◆ Exercises to complete:
1. According to the Haskell-cafe post, why does a naive Haskell character-counting program fail on a 100 MB log file?
2. Answer these from the Haskell-cafe post:
(a) Who sent the message?
(b) On what date was it sent?
(c) How does a naive Python version of the program behave?
3. Repeat the Haskell-cafe post word for word, beginning at "Kevin Charter <kcharter" and stopping after "a bit lame.".

◆ Text section:
***

[Haskell-cafe] Can Haskell outperform C++?

Ben Gamari bgamari.foss at gmail.com
Wed May 16 22:00:25 CEST 2012

Kevin Charter <kcharter at gmail.com> writes:

> For example, imagine you're new to the language, and as an exercise decide
> to write a program that counts the characters on standard input and writes
> the count to standard output. A naive program in, say, Python will probably
> use constant space and be fairly fast. A naive program in Haskell stands a
> good chance of having a space leak, building a long chain of thunks that
> isn't forced until it needs to write the final answer.  On small inputs,
> you won't notice. The nasty surprise comes when your co-worker says "cool,
> let's run it on this 100 MB log file!" and your program dies a horrible
> death. If your friend is a sceptic, she'll arch an eyebrow and secretly
> think your program -- and Haskell -- are a bit lame.

***

◆ Supplied information:
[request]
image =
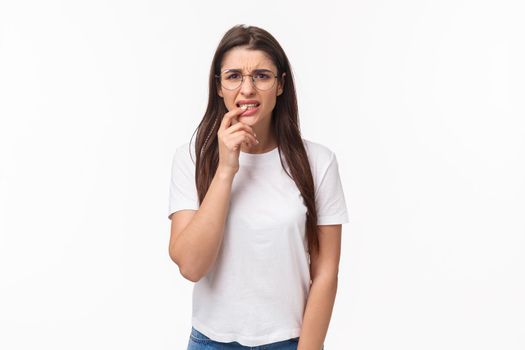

***

◆ Answer set:
1. It likely has a space leak. It builds a long chain of thunks that is not forced until the final answer must be written, so on a large input the chain grows until the program dies. On small inputs the problem goes unnoticed.

2.
(a) Ben Gamari
(b) Wednesday, May 16, 2012
(c) It will probably use constant space and be fairly fast.

3.
Kevin Charter <kcharter at gmail.com> writes:

> For example, imagine you're new to the language, and as an exercise decide
> to write a program that counts the characters on standard input and writes
> the count to standard output. A naive program in, say, Python will probably
> use constant space and be fairly fast. A naive program in Haskell stands a
> good chance of having a space leak, building a long chain of thunks that
> isn't forced until it needs to write the final answer.  On small inputs,
> you won't notice. The nasty surprise comes when your co-worker says "cool,
> let's run it on this 100 MB log file!" and your program dies a horrible
> death. If your friend is a sceptic, she'll arch an eyebrow and secretly
> think your program -- and Haskell -- are a bit lame.